__AVAILABLE DATA__:
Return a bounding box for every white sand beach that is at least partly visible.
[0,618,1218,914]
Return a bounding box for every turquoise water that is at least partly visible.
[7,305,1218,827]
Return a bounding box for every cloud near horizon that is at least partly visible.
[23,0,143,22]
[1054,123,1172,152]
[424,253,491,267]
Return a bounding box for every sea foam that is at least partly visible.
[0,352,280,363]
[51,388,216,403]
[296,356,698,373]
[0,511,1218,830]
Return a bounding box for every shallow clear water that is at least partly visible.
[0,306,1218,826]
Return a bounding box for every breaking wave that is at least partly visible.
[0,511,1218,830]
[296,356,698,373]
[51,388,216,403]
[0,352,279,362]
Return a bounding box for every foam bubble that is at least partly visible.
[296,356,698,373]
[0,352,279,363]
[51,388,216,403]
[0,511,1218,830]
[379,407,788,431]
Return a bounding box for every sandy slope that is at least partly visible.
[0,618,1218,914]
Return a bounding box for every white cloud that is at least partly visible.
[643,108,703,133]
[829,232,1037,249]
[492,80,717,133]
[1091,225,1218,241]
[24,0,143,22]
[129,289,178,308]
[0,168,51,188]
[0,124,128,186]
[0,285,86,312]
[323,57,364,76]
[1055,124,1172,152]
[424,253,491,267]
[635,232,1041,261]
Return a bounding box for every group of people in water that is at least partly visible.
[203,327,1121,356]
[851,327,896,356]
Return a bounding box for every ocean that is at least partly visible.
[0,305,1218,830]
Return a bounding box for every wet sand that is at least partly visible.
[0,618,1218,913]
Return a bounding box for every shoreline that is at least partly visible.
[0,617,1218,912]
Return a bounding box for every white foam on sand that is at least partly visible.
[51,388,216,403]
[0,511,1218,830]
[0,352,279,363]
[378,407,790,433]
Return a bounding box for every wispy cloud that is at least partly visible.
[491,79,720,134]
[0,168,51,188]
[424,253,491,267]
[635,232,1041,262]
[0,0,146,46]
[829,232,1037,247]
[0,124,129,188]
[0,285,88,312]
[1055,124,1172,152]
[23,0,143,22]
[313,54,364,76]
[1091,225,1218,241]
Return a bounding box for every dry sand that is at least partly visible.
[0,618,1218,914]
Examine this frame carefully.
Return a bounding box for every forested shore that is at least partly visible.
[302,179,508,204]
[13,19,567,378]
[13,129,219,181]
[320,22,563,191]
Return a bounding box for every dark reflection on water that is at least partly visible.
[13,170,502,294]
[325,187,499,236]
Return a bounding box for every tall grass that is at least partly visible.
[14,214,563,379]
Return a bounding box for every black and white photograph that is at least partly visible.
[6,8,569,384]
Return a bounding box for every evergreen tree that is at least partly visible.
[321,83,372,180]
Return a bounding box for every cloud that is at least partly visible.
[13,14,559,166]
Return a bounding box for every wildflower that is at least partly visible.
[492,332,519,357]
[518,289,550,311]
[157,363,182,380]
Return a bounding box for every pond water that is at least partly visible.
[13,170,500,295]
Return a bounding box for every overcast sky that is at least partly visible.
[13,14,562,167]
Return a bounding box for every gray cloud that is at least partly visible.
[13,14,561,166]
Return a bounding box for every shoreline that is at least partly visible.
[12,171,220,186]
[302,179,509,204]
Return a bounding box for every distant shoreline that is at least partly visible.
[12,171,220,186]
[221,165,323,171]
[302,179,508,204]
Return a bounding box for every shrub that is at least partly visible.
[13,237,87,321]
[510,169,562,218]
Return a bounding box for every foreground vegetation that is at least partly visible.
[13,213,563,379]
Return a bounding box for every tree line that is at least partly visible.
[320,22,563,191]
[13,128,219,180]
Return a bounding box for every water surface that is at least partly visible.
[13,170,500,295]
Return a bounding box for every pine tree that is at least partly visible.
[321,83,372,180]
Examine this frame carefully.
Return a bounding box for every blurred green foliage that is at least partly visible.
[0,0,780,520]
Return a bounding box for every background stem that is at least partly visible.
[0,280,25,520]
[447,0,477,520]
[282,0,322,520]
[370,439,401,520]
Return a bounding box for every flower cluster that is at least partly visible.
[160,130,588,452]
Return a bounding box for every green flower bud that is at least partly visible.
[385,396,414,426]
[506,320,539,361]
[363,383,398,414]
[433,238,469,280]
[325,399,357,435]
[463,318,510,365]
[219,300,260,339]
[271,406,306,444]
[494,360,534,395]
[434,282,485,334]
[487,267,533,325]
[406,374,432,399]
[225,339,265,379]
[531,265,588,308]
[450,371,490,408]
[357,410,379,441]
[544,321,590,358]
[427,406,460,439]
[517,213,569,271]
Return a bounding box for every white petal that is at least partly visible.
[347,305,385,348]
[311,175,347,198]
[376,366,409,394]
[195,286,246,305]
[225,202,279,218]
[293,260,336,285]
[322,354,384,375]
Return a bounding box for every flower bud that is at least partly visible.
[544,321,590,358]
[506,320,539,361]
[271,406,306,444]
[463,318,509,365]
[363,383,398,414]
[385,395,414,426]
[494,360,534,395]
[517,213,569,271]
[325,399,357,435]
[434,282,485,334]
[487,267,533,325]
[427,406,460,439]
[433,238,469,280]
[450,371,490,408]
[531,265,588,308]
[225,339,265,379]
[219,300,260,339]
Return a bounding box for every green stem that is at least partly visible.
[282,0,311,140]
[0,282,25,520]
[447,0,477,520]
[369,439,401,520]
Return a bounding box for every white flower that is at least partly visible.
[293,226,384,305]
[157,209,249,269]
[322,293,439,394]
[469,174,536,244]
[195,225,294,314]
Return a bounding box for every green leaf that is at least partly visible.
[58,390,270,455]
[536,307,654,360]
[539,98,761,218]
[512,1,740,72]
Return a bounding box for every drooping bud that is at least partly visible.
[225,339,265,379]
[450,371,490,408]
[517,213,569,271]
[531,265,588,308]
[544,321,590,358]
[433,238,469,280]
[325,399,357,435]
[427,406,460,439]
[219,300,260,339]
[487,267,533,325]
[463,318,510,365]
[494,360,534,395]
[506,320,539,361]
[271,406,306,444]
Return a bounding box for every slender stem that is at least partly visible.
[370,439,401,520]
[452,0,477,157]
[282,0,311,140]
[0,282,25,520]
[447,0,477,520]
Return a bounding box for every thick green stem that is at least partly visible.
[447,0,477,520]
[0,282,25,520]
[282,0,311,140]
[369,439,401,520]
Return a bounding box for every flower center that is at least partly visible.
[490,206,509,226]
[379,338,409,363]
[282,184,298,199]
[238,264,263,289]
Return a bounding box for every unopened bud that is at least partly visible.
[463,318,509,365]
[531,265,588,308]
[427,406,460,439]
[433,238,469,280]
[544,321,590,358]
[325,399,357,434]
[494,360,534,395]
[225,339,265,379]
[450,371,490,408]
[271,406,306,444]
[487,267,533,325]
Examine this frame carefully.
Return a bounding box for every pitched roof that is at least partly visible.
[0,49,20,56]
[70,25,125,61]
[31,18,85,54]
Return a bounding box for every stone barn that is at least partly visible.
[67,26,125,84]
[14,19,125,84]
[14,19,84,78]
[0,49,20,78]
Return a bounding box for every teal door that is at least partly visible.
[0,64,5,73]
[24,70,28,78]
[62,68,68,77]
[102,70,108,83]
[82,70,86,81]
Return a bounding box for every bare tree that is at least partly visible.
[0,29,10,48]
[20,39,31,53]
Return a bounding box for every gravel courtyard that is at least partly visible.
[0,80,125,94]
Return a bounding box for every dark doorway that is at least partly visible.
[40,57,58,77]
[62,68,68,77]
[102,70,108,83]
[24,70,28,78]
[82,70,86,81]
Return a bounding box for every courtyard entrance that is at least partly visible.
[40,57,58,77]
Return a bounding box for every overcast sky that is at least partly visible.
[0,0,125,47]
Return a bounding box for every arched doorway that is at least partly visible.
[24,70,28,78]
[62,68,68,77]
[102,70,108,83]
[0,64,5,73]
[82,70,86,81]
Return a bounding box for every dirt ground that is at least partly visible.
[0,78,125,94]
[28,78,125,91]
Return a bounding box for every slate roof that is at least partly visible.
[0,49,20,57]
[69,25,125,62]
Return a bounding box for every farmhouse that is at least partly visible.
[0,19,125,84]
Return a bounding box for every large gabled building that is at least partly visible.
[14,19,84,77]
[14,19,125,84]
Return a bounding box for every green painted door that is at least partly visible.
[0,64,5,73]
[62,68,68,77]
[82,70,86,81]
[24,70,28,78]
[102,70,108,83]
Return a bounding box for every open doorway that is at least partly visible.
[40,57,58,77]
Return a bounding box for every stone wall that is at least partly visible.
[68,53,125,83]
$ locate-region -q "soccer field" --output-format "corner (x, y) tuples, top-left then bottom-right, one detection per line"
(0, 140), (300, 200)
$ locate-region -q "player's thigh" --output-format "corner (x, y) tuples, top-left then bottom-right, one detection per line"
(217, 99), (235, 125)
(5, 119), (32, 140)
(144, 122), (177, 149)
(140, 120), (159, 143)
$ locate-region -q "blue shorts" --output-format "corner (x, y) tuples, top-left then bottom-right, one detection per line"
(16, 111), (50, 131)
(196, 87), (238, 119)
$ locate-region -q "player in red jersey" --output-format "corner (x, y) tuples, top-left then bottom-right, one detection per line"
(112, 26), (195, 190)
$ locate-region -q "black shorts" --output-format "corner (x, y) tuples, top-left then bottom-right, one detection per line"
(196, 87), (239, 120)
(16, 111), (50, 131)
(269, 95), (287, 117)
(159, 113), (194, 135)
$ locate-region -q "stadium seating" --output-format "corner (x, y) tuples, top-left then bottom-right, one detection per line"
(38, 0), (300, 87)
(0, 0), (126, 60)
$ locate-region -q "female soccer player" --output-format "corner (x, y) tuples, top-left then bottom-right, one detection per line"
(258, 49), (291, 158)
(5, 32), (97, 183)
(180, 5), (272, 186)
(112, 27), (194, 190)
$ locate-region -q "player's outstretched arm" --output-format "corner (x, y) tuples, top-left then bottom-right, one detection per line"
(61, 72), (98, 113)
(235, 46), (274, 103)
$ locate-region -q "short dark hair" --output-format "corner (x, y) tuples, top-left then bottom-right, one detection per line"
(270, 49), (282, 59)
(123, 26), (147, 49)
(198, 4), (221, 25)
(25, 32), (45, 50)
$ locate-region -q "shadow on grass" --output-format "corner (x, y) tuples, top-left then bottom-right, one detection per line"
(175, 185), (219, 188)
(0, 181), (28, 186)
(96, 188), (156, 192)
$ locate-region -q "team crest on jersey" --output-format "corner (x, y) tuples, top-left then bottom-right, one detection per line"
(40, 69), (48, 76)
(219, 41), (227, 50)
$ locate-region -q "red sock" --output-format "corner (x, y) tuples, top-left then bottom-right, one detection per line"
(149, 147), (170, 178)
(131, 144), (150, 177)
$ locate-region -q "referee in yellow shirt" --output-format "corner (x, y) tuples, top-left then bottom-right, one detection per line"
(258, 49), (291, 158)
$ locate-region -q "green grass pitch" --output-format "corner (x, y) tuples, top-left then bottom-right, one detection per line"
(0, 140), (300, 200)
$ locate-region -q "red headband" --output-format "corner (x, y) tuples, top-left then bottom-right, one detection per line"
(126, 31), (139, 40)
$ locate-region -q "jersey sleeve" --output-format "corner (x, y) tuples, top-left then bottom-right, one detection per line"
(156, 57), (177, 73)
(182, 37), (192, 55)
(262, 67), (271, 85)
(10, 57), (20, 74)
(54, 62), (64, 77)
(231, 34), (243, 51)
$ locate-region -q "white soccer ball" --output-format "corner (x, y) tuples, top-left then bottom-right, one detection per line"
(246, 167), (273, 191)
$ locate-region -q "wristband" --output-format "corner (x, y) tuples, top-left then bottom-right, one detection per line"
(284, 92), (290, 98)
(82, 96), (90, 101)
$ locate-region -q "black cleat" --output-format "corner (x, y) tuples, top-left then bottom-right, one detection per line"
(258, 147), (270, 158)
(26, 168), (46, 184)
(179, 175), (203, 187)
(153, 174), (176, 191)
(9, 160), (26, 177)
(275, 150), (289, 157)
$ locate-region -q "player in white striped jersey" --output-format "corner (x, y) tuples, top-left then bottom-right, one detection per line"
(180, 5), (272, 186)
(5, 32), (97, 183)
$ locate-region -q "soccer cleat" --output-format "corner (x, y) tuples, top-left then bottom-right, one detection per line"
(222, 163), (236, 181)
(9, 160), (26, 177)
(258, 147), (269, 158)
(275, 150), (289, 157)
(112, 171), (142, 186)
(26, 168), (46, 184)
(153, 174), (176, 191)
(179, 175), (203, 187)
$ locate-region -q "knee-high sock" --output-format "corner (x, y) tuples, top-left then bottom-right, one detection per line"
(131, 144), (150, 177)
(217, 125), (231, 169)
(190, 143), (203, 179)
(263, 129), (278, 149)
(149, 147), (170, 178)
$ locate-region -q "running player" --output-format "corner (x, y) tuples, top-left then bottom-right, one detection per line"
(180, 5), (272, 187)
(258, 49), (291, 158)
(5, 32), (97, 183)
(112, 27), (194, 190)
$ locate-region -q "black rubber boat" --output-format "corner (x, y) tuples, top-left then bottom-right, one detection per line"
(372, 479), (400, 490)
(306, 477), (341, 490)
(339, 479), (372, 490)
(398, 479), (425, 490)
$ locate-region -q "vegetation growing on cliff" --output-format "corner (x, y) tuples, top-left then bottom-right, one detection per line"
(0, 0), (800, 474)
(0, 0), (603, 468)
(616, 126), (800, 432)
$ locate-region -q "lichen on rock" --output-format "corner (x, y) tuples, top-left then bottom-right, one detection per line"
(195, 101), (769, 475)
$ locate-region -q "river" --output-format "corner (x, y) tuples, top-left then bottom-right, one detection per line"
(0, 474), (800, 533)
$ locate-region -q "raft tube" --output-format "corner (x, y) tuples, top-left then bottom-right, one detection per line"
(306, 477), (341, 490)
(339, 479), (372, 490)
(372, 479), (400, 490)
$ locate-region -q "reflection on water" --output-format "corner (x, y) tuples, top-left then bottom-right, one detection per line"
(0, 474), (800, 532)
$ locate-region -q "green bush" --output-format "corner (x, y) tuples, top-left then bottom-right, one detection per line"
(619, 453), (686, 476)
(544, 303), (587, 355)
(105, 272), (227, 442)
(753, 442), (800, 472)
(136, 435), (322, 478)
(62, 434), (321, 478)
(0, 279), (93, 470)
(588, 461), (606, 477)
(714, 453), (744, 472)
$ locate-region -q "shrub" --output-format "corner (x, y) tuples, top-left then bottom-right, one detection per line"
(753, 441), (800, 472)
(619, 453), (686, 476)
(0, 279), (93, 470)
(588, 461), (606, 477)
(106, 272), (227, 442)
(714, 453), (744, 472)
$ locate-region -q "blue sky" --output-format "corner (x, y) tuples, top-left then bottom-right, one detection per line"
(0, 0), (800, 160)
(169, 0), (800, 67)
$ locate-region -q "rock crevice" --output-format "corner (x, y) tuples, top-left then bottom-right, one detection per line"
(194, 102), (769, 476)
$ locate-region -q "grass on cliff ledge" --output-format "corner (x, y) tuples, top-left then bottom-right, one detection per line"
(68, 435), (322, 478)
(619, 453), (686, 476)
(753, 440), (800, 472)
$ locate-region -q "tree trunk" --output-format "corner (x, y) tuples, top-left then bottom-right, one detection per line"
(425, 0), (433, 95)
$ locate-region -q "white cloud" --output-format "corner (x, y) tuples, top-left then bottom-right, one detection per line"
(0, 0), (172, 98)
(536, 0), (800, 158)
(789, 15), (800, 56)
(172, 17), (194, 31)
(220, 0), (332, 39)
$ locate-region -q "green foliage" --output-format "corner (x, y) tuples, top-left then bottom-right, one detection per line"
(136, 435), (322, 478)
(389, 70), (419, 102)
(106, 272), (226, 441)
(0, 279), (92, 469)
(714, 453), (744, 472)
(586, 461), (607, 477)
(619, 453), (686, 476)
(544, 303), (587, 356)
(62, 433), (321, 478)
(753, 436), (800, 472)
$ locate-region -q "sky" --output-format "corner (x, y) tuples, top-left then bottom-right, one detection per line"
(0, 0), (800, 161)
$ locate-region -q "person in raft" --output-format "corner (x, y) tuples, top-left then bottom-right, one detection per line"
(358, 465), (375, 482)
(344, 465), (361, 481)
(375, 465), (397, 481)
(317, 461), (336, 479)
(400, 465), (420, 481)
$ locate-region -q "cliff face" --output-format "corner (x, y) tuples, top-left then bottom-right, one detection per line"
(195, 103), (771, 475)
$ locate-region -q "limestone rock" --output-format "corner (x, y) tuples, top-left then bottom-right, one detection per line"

__SET TASK__: Find every line above that contains the string "player", and copy each of those lines.

__SOLUTION TO THIS PROBLEM__:
$ locate-region -q "player's thigh" --output-format "corner (x, y) tuples, top-left then bottom-right, one detection per line"
$ locate-region -q "player in red jersey" --output-format "corner (x, y) tuples, top-left then bottom-right, one detection per line"
$ locate-region -q "female soccer player" --output-format "corner (x, y) tuples, top-left then bottom-right, one detection per line"
$ locate-region -q "player's outstretched arm" --output-format "corner (x, y) tuples, top-left then bottom-right, one detection per line"
$ locate-region -q "player in white striped jersey" --output-format "corner (x, y) tuples, top-left then bottom-right, one detection per line"
$ locate-region -q "running player" --output-format "corner (x, y) tuples, top-left then bottom-right, one detection per line"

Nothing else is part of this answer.